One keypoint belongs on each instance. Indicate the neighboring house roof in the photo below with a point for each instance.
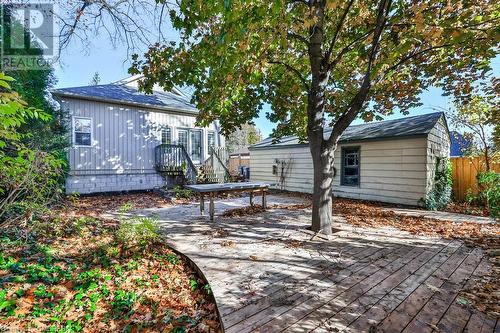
(405, 127)
(458, 144)
(125, 94)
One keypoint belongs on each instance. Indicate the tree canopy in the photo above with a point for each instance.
(239, 55)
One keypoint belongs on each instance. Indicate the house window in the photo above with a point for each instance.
(211, 140)
(183, 138)
(350, 167)
(82, 131)
(196, 145)
(166, 135)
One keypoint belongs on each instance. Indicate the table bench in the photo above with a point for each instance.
(211, 190)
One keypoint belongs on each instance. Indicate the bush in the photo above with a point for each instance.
(440, 195)
(140, 231)
(489, 183)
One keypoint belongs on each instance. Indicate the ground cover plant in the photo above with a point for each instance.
(71, 272)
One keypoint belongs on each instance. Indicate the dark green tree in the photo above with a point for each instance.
(321, 63)
(33, 86)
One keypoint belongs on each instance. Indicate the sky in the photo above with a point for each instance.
(78, 65)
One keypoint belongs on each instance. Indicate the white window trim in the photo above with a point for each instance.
(73, 132)
(215, 137)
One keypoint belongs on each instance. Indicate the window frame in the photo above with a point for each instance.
(73, 120)
(342, 166)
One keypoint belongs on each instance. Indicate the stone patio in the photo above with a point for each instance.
(269, 273)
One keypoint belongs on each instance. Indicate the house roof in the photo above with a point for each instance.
(405, 127)
(130, 95)
(458, 144)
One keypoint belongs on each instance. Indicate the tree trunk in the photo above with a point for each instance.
(322, 196)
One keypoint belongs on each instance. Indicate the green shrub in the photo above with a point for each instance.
(138, 231)
(440, 195)
(489, 184)
(123, 302)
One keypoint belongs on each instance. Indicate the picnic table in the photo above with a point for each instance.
(211, 190)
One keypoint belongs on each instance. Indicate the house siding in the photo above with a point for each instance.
(393, 171)
(121, 156)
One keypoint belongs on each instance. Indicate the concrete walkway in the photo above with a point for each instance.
(443, 216)
(269, 274)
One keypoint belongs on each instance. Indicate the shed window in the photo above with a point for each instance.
(166, 135)
(350, 167)
(82, 131)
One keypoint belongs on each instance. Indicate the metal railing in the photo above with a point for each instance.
(220, 161)
(173, 160)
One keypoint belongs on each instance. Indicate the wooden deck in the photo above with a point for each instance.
(269, 276)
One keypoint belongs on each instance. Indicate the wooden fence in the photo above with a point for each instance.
(464, 173)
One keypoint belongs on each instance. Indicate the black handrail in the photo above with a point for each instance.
(174, 159)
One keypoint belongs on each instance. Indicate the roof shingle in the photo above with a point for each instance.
(404, 127)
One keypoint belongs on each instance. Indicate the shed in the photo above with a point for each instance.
(390, 161)
(123, 139)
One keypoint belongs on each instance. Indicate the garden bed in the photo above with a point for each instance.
(73, 271)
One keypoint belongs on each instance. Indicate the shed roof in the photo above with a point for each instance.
(126, 94)
(405, 127)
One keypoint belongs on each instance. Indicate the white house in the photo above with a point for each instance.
(117, 133)
(390, 161)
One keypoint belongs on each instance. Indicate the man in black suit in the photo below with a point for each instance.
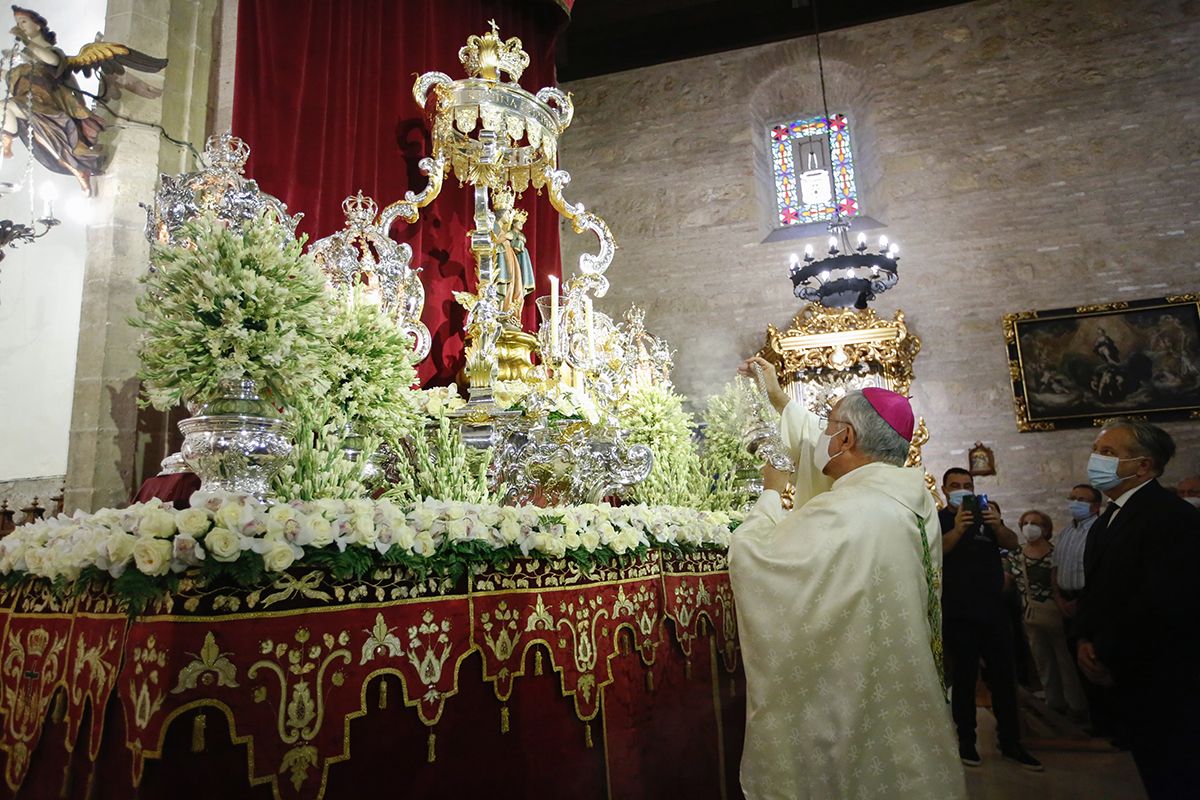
(1139, 609)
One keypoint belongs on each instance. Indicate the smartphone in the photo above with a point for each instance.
(975, 504)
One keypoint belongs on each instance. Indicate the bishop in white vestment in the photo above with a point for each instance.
(838, 606)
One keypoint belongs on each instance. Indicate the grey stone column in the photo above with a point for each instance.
(103, 444)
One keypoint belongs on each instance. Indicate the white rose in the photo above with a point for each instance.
(229, 515)
(223, 545)
(423, 518)
(193, 522)
(405, 536)
(510, 530)
(279, 557)
(185, 553)
(589, 539)
(361, 529)
(459, 529)
(119, 547)
(423, 545)
(157, 523)
(153, 555)
(319, 529)
(37, 561)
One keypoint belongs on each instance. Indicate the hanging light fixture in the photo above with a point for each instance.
(17, 233)
(849, 275)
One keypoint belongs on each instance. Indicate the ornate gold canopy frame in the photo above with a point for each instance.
(827, 352)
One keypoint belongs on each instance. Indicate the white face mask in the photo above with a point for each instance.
(1031, 533)
(822, 457)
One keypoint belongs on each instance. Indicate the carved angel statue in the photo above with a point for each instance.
(45, 104)
(514, 269)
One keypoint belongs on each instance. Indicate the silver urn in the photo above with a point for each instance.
(237, 441)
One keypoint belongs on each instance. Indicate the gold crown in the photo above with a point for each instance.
(360, 210)
(486, 56)
(503, 198)
(39, 639)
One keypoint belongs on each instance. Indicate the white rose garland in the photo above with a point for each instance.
(157, 540)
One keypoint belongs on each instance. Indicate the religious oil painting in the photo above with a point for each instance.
(1074, 367)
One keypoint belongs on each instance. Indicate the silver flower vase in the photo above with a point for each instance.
(237, 441)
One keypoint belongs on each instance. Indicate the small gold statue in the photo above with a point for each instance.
(514, 269)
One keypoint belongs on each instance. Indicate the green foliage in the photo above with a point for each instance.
(724, 452)
(654, 416)
(443, 467)
(318, 465)
(137, 589)
(232, 306)
(371, 374)
(371, 394)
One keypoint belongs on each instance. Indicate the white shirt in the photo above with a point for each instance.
(1068, 553)
(1125, 498)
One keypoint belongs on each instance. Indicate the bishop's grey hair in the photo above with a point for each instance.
(876, 439)
(1149, 440)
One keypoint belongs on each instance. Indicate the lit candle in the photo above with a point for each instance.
(592, 330)
(553, 314)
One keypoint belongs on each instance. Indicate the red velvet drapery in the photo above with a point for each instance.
(323, 96)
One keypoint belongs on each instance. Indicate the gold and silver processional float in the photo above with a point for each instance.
(499, 139)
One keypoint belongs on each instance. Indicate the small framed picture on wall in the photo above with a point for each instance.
(982, 459)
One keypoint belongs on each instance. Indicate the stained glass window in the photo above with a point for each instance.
(814, 169)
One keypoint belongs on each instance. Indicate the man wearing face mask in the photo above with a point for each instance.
(1189, 489)
(839, 615)
(1068, 582)
(976, 619)
(1137, 618)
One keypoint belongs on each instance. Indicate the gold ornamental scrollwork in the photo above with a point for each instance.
(208, 666)
(300, 667)
(838, 340)
(1102, 306)
(1011, 324)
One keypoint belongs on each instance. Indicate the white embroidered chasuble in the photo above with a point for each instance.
(843, 695)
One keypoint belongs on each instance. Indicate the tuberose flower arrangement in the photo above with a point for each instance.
(654, 415)
(232, 306)
(143, 549)
(723, 453)
(370, 374)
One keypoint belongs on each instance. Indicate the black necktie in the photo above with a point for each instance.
(1107, 517)
(1096, 536)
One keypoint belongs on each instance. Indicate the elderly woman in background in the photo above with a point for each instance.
(1030, 569)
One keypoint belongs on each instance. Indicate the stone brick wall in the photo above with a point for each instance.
(1025, 155)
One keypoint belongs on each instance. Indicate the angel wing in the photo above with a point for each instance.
(113, 58)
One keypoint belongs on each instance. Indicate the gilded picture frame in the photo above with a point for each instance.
(982, 459)
(1077, 367)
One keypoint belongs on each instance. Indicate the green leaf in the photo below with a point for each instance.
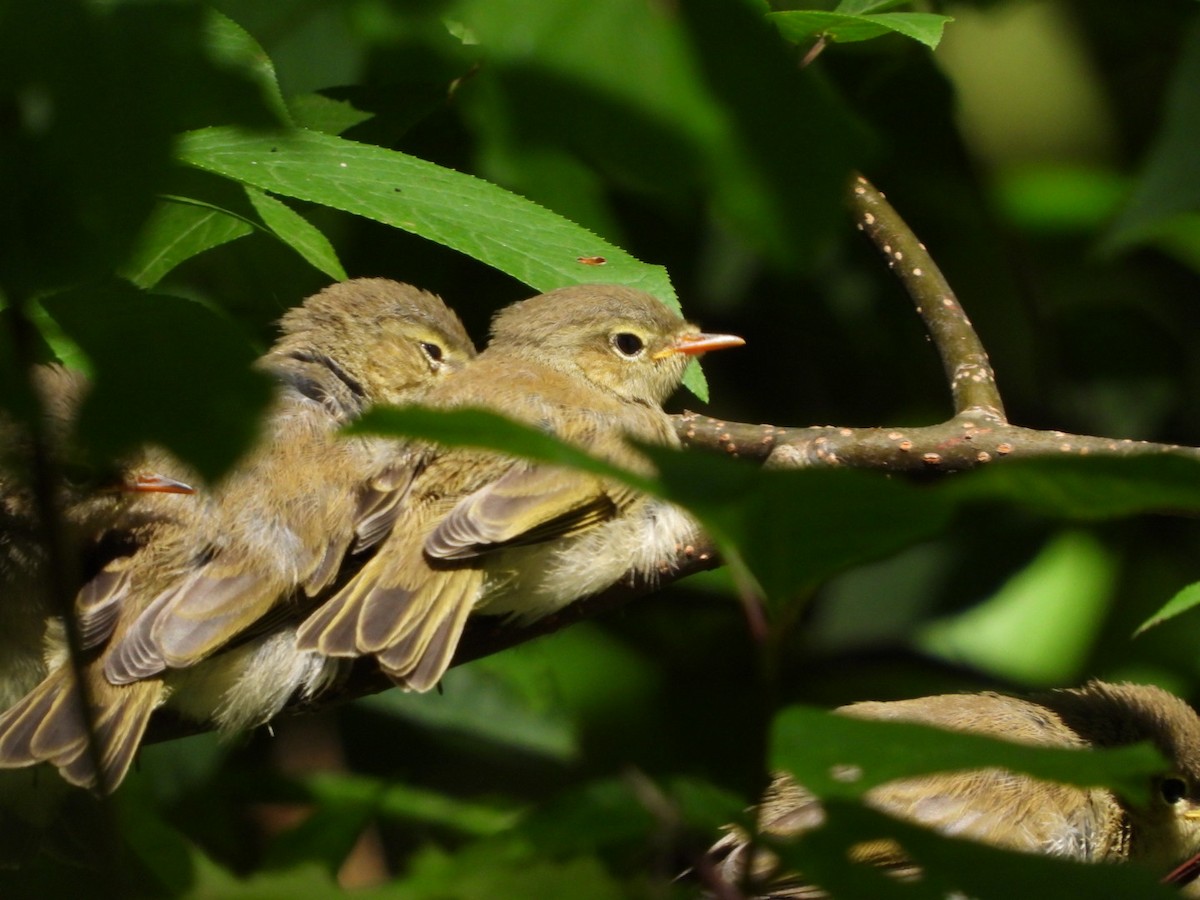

########################################

REQUEST: Turn all the items above into a numbered list with one line per entry, skipping blank lines and leaving out the pictures.

TASK ANSWER:
1. One keypoint belongs on each instance. Indicate the neighboring house roof in the photo below with a point for each instance.
2. (405, 127)
3. (458, 144)
4. (125, 94)
5. One keypoint belongs on each instance. Indicate the tree canopy in the photo above with a point for each instance.
6. (239, 55)
7. One keypoint belongs on each instance. Indicate the house window in the photo above with a point for each instance.
8. (211, 140)
9. (183, 138)
10. (350, 167)
11. (82, 131)
12. (196, 145)
13. (166, 135)
14. One keypoint belongs on each instance. Indicate the table bench in the photo above with a point for each instance.
15. (211, 190)
16. One keypoint belongs on each instance. Indicate the bush in the photo above with a point for each instance.
17. (440, 195)
18. (140, 231)
19. (489, 183)
20. One keypoint belongs on each instance. Indicate the ground cover plant in the photo above with a point for each instance.
21. (71, 272)
22. One keypoint belongs on each instance. Indicate the dark green tree in the photo above with a point for each instance.
23. (321, 63)
24. (33, 86)
25. One keypoint belongs on each instance. Indicate the sky in the photo above with a point for each instance.
26. (78, 65)
27. One keypoint belongs on each instance. Indicate the white window trim in the photo above with a point for each instance.
28. (73, 132)
29. (215, 137)
30. One keypoint belongs on each instance. Indicate the window frame in the photo above with a point for each instance.
31. (73, 120)
32. (342, 166)
33. One keypoint belongs on each instance. Indicate the stone patio in the photo above with a point for each instance.
34. (269, 273)
35. One keypoint belongs on each instance. Indicate the house roof in the photo above with a point for each instance.
36. (405, 127)
37. (130, 95)
38. (458, 144)
39. One keypoint belongs on each instance. Indicate the tree trunk in the photo above with a point for each instance.
40. (322, 196)
41. One keypoint belongs on each instance. Indicate the green shrub in the photo above with a point for each instance.
42. (138, 231)
43. (440, 195)
44. (489, 184)
45. (123, 302)
46. One keypoint belongs on each instance. Indicate the picnic table in the photo above with a point for each instance.
47. (211, 190)
48. One keypoint belongs on each instance. Indicate the house siding in the photo above with a point for each instance.
49. (393, 171)
50. (121, 156)
51. One keypoint belongs on each instance. Indicate the concrete walkway in the photo above with a point for each instance.
52. (443, 216)
53. (269, 274)
54. One keypoint belongs on each instance. Indicate the shed window in the photo above with a point for each instance.
55. (166, 135)
56. (350, 167)
57. (82, 131)
58. One keypoint belongs on each instance. Indicate the metal railing in the photo above with a point for each instance.
59. (220, 161)
60. (173, 160)
61. One keypoint belongs on each instance. Indicate the wooden deck in the photo above with a point for each instance.
62. (269, 276)
63. One keypoint belongs on each instance. Indicate the wooden fence in the photo above with a point for each instance.
64. (464, 173)
65. One keypoint belongs on each instance. Indicate the black handrail in the photo above with a point for each instance.
66. (174, 159)
67. One keypoint belongs on each instance. Indicate the roof shingle in the photo above with a point for each instance.
68. (404, 127)
69. One keypoint belongs on each instance. Indicate the shed in the photo above with a point for each instance.
70. (390, 161)
71. (123, 139)
72. One keypoint belongs on each instance. Indicate the garden bed in the photo above with a point for each instance.
73. (73, 271)
74. One keypoint belongs on each instance. Indicate the shed roof in the photo above with a point for each instance.
75. (126, 94)
76. (405, 127)
77. One keypoint belongs on each instance. Indicate the white house in the photo above with a point for each instance.
78. (117, 133)
79. (390, 161)
80. One keypoint belongs on each instance. Indicate the man in black suit in the photo below with a point for each instance.
81. (1139, 609)
82. One keypoint belongs on each instance. Indicate the smartphone in the photo above with a point for each instance.
83. (975, 504)
84. One keypoint belongs on each instance. Indicate the bishop in white vestment in the photo above with a point for each instance.
85. (838, 606)
86. One keypoint belongs on each instance. Indicate the grey stone column in the photo above with a point for each instance.
87. (103, 444)
88. One keypoint belongs on each instance. Indicate the white rose in the photo above with a point for each instance.
89. (229, 515)
90. (223, 545)
91. (423, 518)
92. (193, 522)
93. (405, 536)
94. (510, 530)
95. (279, 557)
96. (185, 553)
97. (589, 539)
98. (361, 529)
99. (459, 529)
100. (119, 547)
101. (423, 545)
102. (157, 523)
103. (153, 555)
104. (319, 529)
105. (37, 561)
106. One keypoint belongs on each instance. Indicate the hanging light fixture in the photo above with a point for each instance.
107. (17, 233)
108. (849, 275)
109. One keypoint belongs on each instance. Indicate the ornate gold canopy frame in the photo above with a point for each instance.
110. (827, 352)
111. One keypoint belongs on each instance. Indicate the white face mask in the photo above with a point for each instance.
112. (1031, 533)
113. (822, 457)
114. One keypoint belongs on each instance. Indicate the carved angel statue in the photo above with a point for each instance.
115. (45, 104)
116. (514, 269)
117. One keypoint belongs on each instance. Indicate the silver urn in the photo above with a point for each instance.
118. (237, 441)
119. One keypoint belongs on each instance. Indicate the gold crown in the photo above with a point for each instance.
120. (360, 210)
121. (486, 56)
122. (503, 198)
123. (39, 639)
124. One keypoint belongs on each instance. Indicate the white rose garland in the photo above with a point for each instance.
125. (157, 540)
126. One keypoint belongs on each instance. Indicate the religious oil painting in the photo above with a point for each instance.
127. (1074, 367)
128. One keypoint belongs on each instance. Indicate the silver flower vase in the photo above with a point for each instance.
129. (237, 441)
130. One keypoint belongs on each instance. Indicate the small gold statue in the photo above with a point for each instance.
131. (514, 269)
132. One keypoint belongs on each instance. Indicate the green foliage in the photo above with a point for each instance.
133. (724, 452)
134. (654, 416)
135. (443, 467)
136. (318, 465)
137. (137, 589)
138. (232, 306)
139. (371, 374)
140. (371, 394)
141. One keypoint belongs on each instance. Indicate the white shirt in the photo above with a point for each instance.
142. (1068, 553)
143. (1125, 498)
144. One keypoint belongs on each instance. Indicate the bishop's grey hair in the photo above with a point for each instance.
145. (876, 439)
146. (1149, 440)
147. One keypoint belongs on each instance. Indicate the lit candle in the photo above with a point for each instance.
148. (592, 330)
149. (553, 314)
150. One keypoint belongs on each instance. Indicate the red velvet drapery in the photo above with a point for each instance.
151. (323, 96)
152. One keypoint belongs on each instance. Indicate the gold and silver processional float in the photo above with a point for each instance.
153. (499, 139)
154. One keypoint belongs on each instance. Indicate the small framed picture on wall in the photo above with a point for each instance.
155. (982, 459)
156. One keypoint belongs on each instance. Indicate the stained glass window in the photo above with a point for each instance.
157. (814, 169)
158. One keypoint belongs on each instance. Indicate the man wearing face mask in the photo above with a point for each instance.
159. (1189, 489)
160. (839, 615)
161. (1068, 582)
162. (976, 619)
163. (1137, 618)
164. One keypoint belongs on each instance. Indicate the gold ornamental scrollwork in the photo above with a point for each instance.
165. (208, 666)
166. (300, 667)
167. (838, 340)
168. (1102, 306)
169. (1011, 324)
170. One keypoint belongs on each instance. Indicate the white embroidered chasuble in the photo above with a point for each instance.
171. (843, 695)
172. One keypoint belongs on each instance. Indicate the tuberose flower arrangement in the photo above with a point for each instance.
173. (654, 415)
174. (232, 306)
175. (143, 549)
176. (723, 453)
177. (370, 374)
178. One keypoint belongs on each instance. Indicate the black necktie in the photo above with a point for each instance.
179. (1107, 517)
180. (1096, 536)
181. One keypoint belongs on each instance. Indicate the elderly woman in background in the photo above with a point for each instance.
182. (1030, 569)
183. One keypoint belongs on each instance. Indicate the stone brick wall in the photo above with a point for each instance.
184. (1025, 155)
185. One keypoint belongs on each instance. Indicate the angel wing in the photo above with a point for each instance.
186. (113, 58)
187. One keypoint belongs on each instance. Indicate the gilded picture frame in the photo above with a point for each instance.
188. (982, 459)
189. (1077, 367)
190. One keypoint belongs on each instance. Indicate the green leaf in the photo below with a point for each instance.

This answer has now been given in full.